─── Trecho selecionado ───
O animal de 2016 consegue produzir proteínas presentes no leite materno, ajudando a tratar diarreia em recém-nascidos, por exemplo. O projeto é coordenado pelos pesquisadores Kaio Tavares, Leonardo Tondello Martins e Saul Gaudencio Neto. “Esses animais são muito especiais porque conseguem produzir medicamentos no seu leite. Nesta tecnologia, a gente manipula o DNA da cabra e consegue inserir um pedaço de DNA humano”, ressalta Tavares.
O pesquisador assegura que os animais não sofrem maus-tratos e que a pesquisa segue modelos rígidos se segurança.
Avanços
Em maio do último ano, também houve o nascimento de três cabras transgênicas que possuem capacidade de produzir um medicamento para tratamento de “vários tipos de câncer”, segundo o pesquisador.
“Confirmamos recentemente que há prenhezes (gestações) destes animais, o que indica que em alguns meses poderemos avaliar se o medicamento será produzido no leite. Em testes preliminares, este anticorpo (monoclonal anti-VEGF) foi capaz de reconhecer células tumorais em animais”.
Este tipo de medicamento possui altos custos. Um dos objetivos dos pesquisadores é baratear este processo, deixando-o mais acessível. “É só pensarmos que basta realizar o cruzamento da cabra, que os filhotes já nascem com esse DNA", destaca Tavares. Com os resultados, a pesquisa vem desenvolvendo parcerias com empresas estrangerias, além de institutos como o Butantan e a Fiocruz Ceará.
─── Excertos do conjunto ───
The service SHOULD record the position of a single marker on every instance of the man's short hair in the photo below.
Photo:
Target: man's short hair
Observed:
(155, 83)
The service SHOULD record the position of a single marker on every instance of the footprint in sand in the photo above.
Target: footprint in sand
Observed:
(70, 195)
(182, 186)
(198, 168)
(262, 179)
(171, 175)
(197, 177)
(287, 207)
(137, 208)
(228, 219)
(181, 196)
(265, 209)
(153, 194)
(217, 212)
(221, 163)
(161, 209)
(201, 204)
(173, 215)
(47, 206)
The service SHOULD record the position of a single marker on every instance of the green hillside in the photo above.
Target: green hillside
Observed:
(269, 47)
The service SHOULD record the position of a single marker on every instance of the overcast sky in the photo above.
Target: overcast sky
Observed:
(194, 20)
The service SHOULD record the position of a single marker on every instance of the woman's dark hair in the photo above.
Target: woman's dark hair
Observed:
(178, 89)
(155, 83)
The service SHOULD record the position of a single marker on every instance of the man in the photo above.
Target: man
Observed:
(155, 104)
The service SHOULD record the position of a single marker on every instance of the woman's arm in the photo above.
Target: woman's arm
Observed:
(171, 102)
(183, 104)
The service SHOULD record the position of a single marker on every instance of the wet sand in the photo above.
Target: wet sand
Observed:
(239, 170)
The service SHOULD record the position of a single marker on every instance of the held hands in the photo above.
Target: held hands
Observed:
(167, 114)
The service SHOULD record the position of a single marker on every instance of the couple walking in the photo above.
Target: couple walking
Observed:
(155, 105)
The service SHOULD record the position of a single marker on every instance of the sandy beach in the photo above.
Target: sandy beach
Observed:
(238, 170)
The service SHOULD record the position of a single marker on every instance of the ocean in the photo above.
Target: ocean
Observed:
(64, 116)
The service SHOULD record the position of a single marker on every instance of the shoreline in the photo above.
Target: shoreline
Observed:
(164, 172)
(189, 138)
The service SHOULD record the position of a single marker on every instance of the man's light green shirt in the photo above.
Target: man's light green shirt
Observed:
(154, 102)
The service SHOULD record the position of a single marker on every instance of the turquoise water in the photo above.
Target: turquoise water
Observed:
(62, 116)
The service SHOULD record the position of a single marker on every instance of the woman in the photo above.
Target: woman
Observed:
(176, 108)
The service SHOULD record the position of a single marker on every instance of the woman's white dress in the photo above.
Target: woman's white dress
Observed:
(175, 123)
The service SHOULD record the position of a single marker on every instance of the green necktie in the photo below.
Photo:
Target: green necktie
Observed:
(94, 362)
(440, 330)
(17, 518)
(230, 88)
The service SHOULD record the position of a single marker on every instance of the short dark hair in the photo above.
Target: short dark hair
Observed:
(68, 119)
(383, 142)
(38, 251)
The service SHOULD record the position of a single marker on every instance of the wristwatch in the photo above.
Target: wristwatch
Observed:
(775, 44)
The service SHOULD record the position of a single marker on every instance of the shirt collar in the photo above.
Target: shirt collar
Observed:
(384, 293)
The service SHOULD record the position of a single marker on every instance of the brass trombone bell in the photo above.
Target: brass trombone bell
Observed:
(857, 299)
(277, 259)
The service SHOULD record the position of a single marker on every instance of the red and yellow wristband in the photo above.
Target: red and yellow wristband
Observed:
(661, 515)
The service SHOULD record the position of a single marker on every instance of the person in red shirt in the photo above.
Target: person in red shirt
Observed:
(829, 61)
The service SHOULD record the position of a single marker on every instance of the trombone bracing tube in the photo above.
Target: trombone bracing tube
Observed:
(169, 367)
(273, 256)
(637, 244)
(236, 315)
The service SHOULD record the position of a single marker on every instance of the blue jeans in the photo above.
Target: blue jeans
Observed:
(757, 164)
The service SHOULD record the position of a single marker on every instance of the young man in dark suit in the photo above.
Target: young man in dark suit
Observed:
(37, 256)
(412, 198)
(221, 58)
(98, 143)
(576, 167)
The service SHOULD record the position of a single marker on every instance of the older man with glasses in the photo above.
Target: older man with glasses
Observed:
───
▶ Item de trabalho 1
Transcreva o texto sobre as cabras transgênicas começando em "O pesquisador assegura" e terminando em "segundo o pesquisador.".
▶ Item de trabalho 2
Prossiga com o texto sobre as cabras transgênicas a partir do ponto em que ele termina.

▶ Saída esperada 1
O pesquisador assegura que os animais não sofrem maus-tratos e que a pesquisa segue modelos rígidos se segurança.
Avanços
Em maio do último ano, também houve o nascimento de três cabras transgênicas que possuem capacidade de produzir um medicamento para tratamento de “vários tipos de câncer”, segundo o pesquisador.

▶ Saída esperada 2
“Já temos parcerias com Chile (no projeto fomentado em 2019) e Instituto Butantan, além da Fiocruz do Ceará. Isso cria um polo de conhecimento no Estado, o que ajuda a fomentar outras pesquisas".
Aplicação
As tecnologias ainda não estão sendo usadas em humanos. No momento, no caso dos transgênicos de 2014 e 2016, os pesquisadores estão realizando testes para fazer a separação das proteínas do leite para, depois, iniciar a testagem química. Somente após isso, o material pode ser aplicado em humanos. Apesar disso, Tavares destaca que a tecnologia não é novidade no mercado, sendo plenamento aplicável.
"Já existem medicamentos produzidos a partir do leite de animais e usados. Como exemplo, o leite de cabras e coelhas. São medicamentos aprovados para uso há mais de 10 anos, então, não é uma tecnologia que nunca foi usada no mercado".
Doença de Gaucher (Ministério da Saúde):
- Em 2014, o Sistema Único de Saúde (SUS) incorporou o medicamento Alfataliglicerase (uma forma recombinante ativa da enzima lisossomal humana - glucocerebrosidase) para o tratamento da doença de Gaucher.
- O uso é indicado para a terapia de reposição enzimática a longo prazo em pacientes adultos com diagnóstico confirmado da doença.
- As manifestações da doença podem incluir aumento do volume do baço, doença óssea, aumento do fígado, anemia e diminuição das células de coagulação do sangue.
A Doença de Gaucher pode atingir crianças, jovens e adultos. O diagnóstico e tratamento da enfermidade inclui a correta aferição do tamanho do fígado e do baço.